I CAN definitely remember a time when Facebook was fun. When I joined the social media platform I was suddenly reconnecting with people I'd gone to school with or family I hadn't seen for years. I'd really look forward to getting home from work and logging on to the computer to see what everyone was up to. It was a good laugh, a bit chaotic and unpredictable, and it felt like a shared pastime that everyone you knew was taking part in.

Then something changed. It didn't happen overnight and it's difficult to pinpoint exactly why. But over time, chaotic, friendly Facebook changed to a more controlled, keeping-up-with-the-Joneses vibe.

As the social network introduced a heavier focus on photography and video, our attention seemed to shift from status updates to image maintenance. Social media received a heavy injection of narcissism, and it began teasing out our worst traits of competitiveness and nastiness.

Online trolling has rocketed since, and any kind of modern day bullying among young people is likely to involve an element of social media.

Today marks the end of Mental Health Awareness Week. There seem to be more online awareness days for mental health than any other I've seen, and many people typically pour their hearts out on their social media accounts.

It's a positive thing, talking about mental ill health, but as each awareness day comes around I notice another trend creeping up alongside it: those who attribute part of the problem to social media itself.

— Input data —
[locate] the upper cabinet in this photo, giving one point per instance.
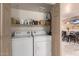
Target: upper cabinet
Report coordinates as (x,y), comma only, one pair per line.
(6,33)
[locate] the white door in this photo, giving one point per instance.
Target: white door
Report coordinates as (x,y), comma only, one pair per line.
(42,46)
(22,46)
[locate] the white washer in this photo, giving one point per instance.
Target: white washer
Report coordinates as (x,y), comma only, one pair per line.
(42,45)
(22,46)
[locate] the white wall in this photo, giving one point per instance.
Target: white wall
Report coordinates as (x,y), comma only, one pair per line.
(69,10)
(26,14)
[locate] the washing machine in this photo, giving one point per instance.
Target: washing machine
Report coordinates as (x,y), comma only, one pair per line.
(22,44)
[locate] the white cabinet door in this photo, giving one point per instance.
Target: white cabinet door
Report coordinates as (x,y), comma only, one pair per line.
(22,47)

— Exercise details —
Print the portion of the text about Facebook and social media starting at "It's a positive" and ending at "social media itself.", copied word for word. None of the listing is required for what follows.

— Completed task —
It's a positive thing, talking about mental ill health, but as each awareness day comes around I notice another trend creeping up alongside it: those who attribute part of the problem to social media itself.